AIM. Add 113 to each x and y value given as an answer, leaving all other coordinates unchanged, and write out every line of these records again. Begin at the line that has "# point at: teeth" and stop after the line that has "x=799, y=92".

------ RECORDS PROVIDED ------

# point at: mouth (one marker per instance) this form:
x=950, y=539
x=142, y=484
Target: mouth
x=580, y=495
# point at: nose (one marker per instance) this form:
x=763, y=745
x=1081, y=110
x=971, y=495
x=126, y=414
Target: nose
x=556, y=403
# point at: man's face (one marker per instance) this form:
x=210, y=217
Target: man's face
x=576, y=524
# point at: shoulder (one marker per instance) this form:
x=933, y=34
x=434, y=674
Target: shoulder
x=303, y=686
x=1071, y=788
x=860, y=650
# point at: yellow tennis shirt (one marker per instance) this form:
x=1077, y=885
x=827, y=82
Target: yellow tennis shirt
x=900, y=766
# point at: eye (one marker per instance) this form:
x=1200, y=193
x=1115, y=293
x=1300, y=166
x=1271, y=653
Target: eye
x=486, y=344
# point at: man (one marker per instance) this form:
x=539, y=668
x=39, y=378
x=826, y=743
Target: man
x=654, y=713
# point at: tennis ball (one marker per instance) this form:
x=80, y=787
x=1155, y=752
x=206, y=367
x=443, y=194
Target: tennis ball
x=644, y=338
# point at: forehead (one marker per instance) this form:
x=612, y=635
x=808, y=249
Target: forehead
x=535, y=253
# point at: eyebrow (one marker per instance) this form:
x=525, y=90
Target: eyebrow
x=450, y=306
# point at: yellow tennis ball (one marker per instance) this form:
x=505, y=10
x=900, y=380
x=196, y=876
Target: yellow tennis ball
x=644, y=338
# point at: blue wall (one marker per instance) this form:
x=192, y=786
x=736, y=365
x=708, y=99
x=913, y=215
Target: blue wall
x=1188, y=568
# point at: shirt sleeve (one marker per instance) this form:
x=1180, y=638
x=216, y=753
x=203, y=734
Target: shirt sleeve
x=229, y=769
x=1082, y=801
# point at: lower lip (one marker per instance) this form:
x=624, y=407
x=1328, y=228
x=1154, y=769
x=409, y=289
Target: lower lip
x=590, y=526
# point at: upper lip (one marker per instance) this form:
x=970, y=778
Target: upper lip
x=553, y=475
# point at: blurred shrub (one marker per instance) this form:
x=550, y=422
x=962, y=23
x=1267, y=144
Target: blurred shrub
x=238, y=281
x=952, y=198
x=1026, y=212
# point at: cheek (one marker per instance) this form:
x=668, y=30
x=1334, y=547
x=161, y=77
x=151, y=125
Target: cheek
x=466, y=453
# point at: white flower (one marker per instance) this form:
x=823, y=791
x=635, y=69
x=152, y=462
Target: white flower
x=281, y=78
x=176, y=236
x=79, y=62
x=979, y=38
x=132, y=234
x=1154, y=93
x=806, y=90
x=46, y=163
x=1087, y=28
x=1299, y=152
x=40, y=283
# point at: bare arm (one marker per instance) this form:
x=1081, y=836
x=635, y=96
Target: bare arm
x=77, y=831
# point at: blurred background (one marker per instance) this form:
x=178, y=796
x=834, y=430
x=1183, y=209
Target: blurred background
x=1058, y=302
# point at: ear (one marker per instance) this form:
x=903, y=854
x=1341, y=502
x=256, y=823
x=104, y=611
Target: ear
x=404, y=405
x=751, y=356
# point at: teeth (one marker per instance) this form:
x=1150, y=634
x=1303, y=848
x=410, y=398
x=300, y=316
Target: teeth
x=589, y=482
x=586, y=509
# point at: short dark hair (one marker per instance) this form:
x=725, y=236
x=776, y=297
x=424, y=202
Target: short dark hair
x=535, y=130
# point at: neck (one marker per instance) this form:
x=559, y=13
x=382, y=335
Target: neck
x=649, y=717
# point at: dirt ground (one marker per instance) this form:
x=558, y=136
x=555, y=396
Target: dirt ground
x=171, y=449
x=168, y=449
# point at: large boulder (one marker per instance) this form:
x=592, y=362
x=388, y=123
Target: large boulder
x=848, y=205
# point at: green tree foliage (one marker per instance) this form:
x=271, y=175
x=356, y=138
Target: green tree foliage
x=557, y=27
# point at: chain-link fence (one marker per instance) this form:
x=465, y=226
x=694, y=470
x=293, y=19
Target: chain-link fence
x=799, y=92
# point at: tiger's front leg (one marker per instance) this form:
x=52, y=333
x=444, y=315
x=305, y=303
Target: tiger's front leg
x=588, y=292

------

THE REPLY.
# point at: teeth (one marker per instance) this form:
x=1150, y=634
x=1303, y=848
x=410, y=398
x=300, y=316
Target: teeth
x=702, y=595
x=699, y=622
# point at: short dark hair (one marker per instance) this form:
x=725, y=236
x=776, y=297
x=424, y=202
Target: short dark hair
x=648, y=243
# point at: neck (one marker per instance) this form:
x=559, y=13
x=382, y=335
Target: neck
x=762, y=830
# point at: dirt ground (one marker per instance) this form:
x=558, y=136
x=555, y=396
Target: dirt ground
x=284, y=562
x=281, y=562
# point at: large boulder (one marker per instance) this form:
x=592, y=362
x=388, y=123
Target: large boulder
x=961, y=318
# point at: green tree foliage (one marker per instance) this form:
x=271, y=175
x=356, y=138
Target: green tree foliage
x=670, y=140
# point at: chain-link fence (one marker per instance) this form:
x=465, y=226
x=694, y=470
x=293, y=19
Target: chain-link fence
x=912, y=205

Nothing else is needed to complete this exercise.